◆ Task objective ◆
Rewrite all the items below with "Please return" changed to "Provide" and everything else unchanged. Omit the pictures from your answer.

◆ Provided records ◆
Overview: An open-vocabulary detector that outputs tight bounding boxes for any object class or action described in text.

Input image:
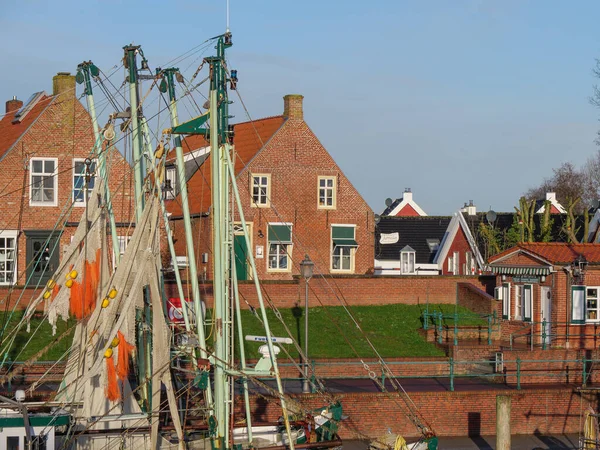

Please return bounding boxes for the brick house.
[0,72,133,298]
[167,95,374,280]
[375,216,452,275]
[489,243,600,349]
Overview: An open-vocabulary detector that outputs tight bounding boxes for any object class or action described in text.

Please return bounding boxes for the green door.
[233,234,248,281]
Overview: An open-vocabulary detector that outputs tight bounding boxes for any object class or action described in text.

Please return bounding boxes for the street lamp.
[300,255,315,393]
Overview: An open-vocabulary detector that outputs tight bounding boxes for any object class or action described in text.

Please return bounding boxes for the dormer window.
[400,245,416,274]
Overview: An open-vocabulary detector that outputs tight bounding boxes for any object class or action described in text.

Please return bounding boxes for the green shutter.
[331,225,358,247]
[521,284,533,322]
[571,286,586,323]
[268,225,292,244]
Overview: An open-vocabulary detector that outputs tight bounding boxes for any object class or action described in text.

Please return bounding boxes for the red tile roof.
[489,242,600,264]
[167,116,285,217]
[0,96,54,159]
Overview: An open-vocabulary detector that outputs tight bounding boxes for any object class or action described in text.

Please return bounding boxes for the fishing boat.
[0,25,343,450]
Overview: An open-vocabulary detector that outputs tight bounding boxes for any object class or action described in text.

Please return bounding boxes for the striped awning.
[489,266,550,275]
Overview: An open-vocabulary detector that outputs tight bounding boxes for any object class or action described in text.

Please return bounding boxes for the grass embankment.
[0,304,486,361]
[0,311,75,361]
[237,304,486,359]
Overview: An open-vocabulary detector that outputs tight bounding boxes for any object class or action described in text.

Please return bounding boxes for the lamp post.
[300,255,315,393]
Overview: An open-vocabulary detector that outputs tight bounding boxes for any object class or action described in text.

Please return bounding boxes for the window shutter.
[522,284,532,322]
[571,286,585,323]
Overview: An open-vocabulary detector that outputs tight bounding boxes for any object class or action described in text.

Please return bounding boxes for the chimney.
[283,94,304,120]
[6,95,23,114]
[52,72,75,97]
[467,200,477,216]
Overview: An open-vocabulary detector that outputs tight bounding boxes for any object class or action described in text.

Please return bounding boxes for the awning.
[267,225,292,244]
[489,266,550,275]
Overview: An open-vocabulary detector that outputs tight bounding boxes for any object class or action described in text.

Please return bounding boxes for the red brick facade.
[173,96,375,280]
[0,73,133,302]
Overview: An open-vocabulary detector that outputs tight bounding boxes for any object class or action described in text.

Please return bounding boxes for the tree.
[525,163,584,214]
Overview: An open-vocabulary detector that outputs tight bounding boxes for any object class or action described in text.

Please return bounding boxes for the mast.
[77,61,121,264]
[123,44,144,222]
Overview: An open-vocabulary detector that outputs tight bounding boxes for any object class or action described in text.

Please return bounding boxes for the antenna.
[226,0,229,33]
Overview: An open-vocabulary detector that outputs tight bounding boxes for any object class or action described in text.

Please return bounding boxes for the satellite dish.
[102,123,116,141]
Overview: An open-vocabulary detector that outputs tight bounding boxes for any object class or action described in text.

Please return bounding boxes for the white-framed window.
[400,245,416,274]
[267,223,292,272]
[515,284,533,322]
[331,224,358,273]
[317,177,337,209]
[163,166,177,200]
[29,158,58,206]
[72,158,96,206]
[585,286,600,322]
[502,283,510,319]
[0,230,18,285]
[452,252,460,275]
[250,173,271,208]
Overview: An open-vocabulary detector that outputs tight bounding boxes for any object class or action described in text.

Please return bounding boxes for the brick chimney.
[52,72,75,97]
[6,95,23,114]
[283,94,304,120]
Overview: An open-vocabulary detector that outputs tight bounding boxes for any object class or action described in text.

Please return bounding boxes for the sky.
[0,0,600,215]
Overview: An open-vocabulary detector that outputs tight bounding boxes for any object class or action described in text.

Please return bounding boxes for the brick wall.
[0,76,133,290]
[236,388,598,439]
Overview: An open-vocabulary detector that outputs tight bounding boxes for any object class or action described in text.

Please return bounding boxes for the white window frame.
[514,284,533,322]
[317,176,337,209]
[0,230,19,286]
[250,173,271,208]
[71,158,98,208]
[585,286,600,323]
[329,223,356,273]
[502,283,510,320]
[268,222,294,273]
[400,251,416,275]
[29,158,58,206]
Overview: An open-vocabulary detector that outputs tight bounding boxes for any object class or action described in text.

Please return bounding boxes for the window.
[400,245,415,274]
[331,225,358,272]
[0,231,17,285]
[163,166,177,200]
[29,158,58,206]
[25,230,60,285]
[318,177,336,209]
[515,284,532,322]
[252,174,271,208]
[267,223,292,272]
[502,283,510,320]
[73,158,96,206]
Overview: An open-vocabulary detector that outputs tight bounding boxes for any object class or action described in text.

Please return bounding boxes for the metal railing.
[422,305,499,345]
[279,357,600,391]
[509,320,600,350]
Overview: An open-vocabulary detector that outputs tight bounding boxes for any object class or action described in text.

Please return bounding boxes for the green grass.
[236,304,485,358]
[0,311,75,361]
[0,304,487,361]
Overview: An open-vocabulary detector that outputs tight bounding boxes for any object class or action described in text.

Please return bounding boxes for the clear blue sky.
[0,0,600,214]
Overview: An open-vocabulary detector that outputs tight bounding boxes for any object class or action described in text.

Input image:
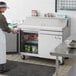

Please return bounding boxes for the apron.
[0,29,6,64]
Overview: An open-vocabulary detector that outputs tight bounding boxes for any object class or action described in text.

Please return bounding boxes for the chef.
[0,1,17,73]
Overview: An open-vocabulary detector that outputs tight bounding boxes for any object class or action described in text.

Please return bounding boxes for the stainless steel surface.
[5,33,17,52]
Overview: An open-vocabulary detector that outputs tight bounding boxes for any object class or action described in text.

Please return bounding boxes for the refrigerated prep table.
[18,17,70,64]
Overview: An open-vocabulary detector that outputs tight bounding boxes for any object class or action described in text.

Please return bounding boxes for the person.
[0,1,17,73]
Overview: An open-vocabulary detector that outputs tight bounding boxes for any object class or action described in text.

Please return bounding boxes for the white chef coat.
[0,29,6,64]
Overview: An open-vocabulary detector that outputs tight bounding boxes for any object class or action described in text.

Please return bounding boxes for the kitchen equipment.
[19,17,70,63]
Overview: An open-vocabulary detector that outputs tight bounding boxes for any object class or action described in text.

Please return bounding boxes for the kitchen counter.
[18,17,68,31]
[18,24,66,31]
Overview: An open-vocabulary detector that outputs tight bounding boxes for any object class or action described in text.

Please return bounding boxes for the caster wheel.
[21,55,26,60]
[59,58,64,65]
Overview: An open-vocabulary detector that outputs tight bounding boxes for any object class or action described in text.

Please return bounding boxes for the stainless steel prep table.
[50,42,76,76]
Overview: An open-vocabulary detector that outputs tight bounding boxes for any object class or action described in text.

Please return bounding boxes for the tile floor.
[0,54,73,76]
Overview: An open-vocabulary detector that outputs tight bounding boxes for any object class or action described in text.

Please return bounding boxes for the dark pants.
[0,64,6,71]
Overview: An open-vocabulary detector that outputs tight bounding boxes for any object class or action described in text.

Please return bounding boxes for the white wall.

◆ Solution to this problem ◆
Overview: An open-vocabulary detector that outputs tight bounding boxes for any object class or action described in text.

Input image:

Provide bounding boxes for the brick house.
[0,72,133,298]
[167,95,374,280]
[375,216,452,275]
[489,243,600,349]
Overview: An open-vocabulary detector that outputs tight bounding boxes for any object class or action described in text.

Provide bounding boxes for the green door.
[233,234,248,281]
Overview: An open-vocabulary detector that outputs tight bounding boxes for any object class or action described in text.

Provide bounding boxes for the street lamp.
[300,255,315,393]
Overview: An open-vocabulary detector that outputs tight bounding boxes for any object class or action described in text.

Provide bounding boxes for the dormer window.
[400,245,416,274]
Overview: An open-vocabulary detector that outputs tight bounding boxes for any object class or action described in text.

Provide bounding boxes for the green shutter.
[331,225,358,247]
[521,284,533,322]
[571,286,586,323]
[268,225,292,244]
Overview: An open-vocabulary detector that outputs tight bounding boxes for any object class or action described in text.

Provide bounding boxes for the red tile roof.
[489,242,600,264]
[167,116,285,217]
[0,96,54,159]
Overview: An open-vocabulary detector that outputs tight bounding boxes for any object class or action described in text.

Provide bounding boxes for the fishing boat.
[0,25,343,450]
Overview: An open-vocabulary detector that outputs tight bounding boxes for any object class or action described in text.

Provide bounding boxes for the striped awning.
[489,266,550,275]
Overview: An open-vocabulary detector that outputs tight bounding boxes for any object class or action described in text.

Provide bounding boxes for the grass embankment.
[0,304,486,361]
[0,311,75,361]
[237,304,486,359]
Overview: An open-vocabulary detector that outputs tight bounding boxes for any object class or action described in text.

Provide bounding boxes for the lamp post.
[300,255,315,393]
Overview: An open-vocabulary detector that outputs tight bounding boxes for any object class or action described in text.

Provide bounding boxes for the window shutter.
[522,284,532,322]
[571,286,585,323]
Overview: An open-vocabulary detector that outputs tight bounding boxes for any object class or action described in text.

Provide bounding boxes for the chimney.
[283,94,304,120]
[6,95,23,114]
[52,72,75,97]
[467,200,477,216]
Overview: An open-vocabulary detector that outputs tight bounding boxes for any object class or action described in text.

Provide bounding boxes for the awning.
[267,225,292,244]
[489,266,550,275]
Overview: An open-vocabulary detector that outputs tight bounding boxes for any object class or action described in text.

Provide bounding boxes for the red brick facade.
[173,96,375,280]
[0,73,133,302]
Overview: An open-vocabulary detector that outputs tight bounding boxes for any object class or action described in text.

Provide bounding boxes for the tree.
[525,163,584,214]
Overview: An open-vocabulary detector that outputs tight bounding boxes for any object class or action described in text.

Provide bounding boxes for the mast.
[77,61,121,264]
[123,44,144,222]
Overview: An open-vocabulary detector that outputs tight bounding boxes for any object class or action described in text.

Provide bounding boxes for the antenna.
[226,0,229,33]
Overview: An open-vocabulary detector that outputs tight bounding boxes for any object class or action described in text.

Provide bounding boxes for the satellite dish.
[102,123,116,141]
Overview: An open-vocabulary detector that outputs tight bounding boxes for any object class or action described in text.

Provide bounding boxes for the white-framed window.
[400,245,416,274]
[267,223,292,272]
[515,284,533,322]
[331,224,358,273]
[317,177,337,209]
[163,166,177,200]
[29,158,58,206]
[72,158,96,206]
[585,286,600,322]
[502,283,510,319]
[0,230,18,285]
[452,252,460,275]
[250,173,271,208]
Overview: An open-vocabulary detector that outputs tight bounding boxes for any object class or action described in text.

Provide bounding boxes for the brick chimney.
[52,72,75,97]
[6,95,23,114]
[283,94,304,120]
Overview: An open-vocabulary detector that outputs tight bounding boxes for any object class or action described in text.

Provide bounding boxes for the sky.
[0,0,600,215]
Overview: An open-vocabulary detector that outputs tight bounding boxes for any object class or action described in text.

Provide bounding boxes for the brick wall.
[0,76,133,290]
[236,388,598,439]
Overview: An open-vocabulary detector that outputs tight bounding boxes for any object class or action described in text.

Provide bounding boxes for the white window frame.
[514,284,533,322]
[317,176,337,209]
[0,230,19,286]
[250,173,271,208]
[71,158,98,208]
[585,286,600,323]
[329,223,356,273]
[502,283,510,320]
[268,222,294,273]
[400,251,416,275]
[29,158,58,206]
Overview: An open-vocabulary detector that outputs tight bounding boxes for any object class or action described in text.

Provide bounding boxes for the window.
[400,245,415,274]
[331,225,358,272]
[0,231,17,285]
[163,166,177,200]
[29,158,58,206]
[25,230,60,285]
[318,177,336,209]
[515,284,532,322]
[252,174,271,208]
[267,223,292,272]
[502,283,510,320]
[73,158,96,206]
Overview: An open-vocabulary detector that outputs tight bounding boxes for any object class or action described in text.

Provide bounding boxes for the metal railing.
[422,305,499,345]
[279,357,600,391]
[509,320,600,350]
Overview: An open-vocabulary detector that outputs tight bounding boxes for any object class or action described in text.

Provide bounding boxes for the green grass.
[236,304,485,358]
[0,311,75,361]
[0,304,487,361]
Overview: An open-vocabulary detector that outputs tight bounding boxes for any object class or action described in text.

Provide bounding boxes for the clear blue sky.
[0,0,600,214]
Overview: An open-vocabulary detector that outputs tight bounding boxes for any object class or action described in text.

Input image:

Provide bounding boxes for the apron.
[0,29,6,64]
Overview: An open-vocabulary detector that outputs tight bounding boxes for any object class or action described in text.

Provide bounding boxes for the chef.
[0,1,17,73]
Overview: An open-vocabulary detector that outputs tight bounding boxes for any object class or action described in text.

Provide bounding boxes for the stainless steel surface.
[5,33,17,52]
Overview: An open-vocabulary detector that outputs tight bounding boxes for any object class or action described in text.

Provide bounding boxes for the refrigerated prep table.
[18,17,70,64]
Overview: An open-vocabulary detector that outputs tight bounding boxes for any object class or action described in text.

Provide bounding boxes for the person.
[0,1,17,73]
Overview: An open-vocabulary detector that outputs tight bounding boxes for any object class or action described in text.

Provide bounding boxes for the white chef coat.
[0,29,6,64]
Overview: An open-vocabulary detector that outputs tight bounding boxes for any object class or action described in text.

Provide bounding boxes for the kitchen equipment.
[19,17,70,63]
Overview: An open-vocabulary detector that outputs tight bounding boxes for any object class or action described in text.

Provide bounding boxes for the kitchen counter.
[18,17,68,31]
[18,24,66,31]
Overview: An open-vocabulary detector that outputs tight bounding boxes for any object class or action described in text.

Provide bounding boxes for the caster wheel.
[21,55,26,60]
[59,58,64,65]
Overview: An open-vocabulary detector that outputs tight bounding boxes for any object class or action described in text.

Provide bounding boxes for the stainless steel prep table.
[50,42,76,76]
Overview: An open-vocabulary detector that outputs tight bounding boxes for any object class or action described in text.

Provide bounding boxes for the tile floor.
[0,54,73,76]
Overview: An open-vocabulary detector that outputs tight bounding boxes for any object class or action described in text.

Provide bounding boxes for the dark pants.
[0,64,6,71]
Overview: An open-vocabulary detector that outputs tight bounding boxes for any object class or action described in text.

Provide bounding boxes for the white wall.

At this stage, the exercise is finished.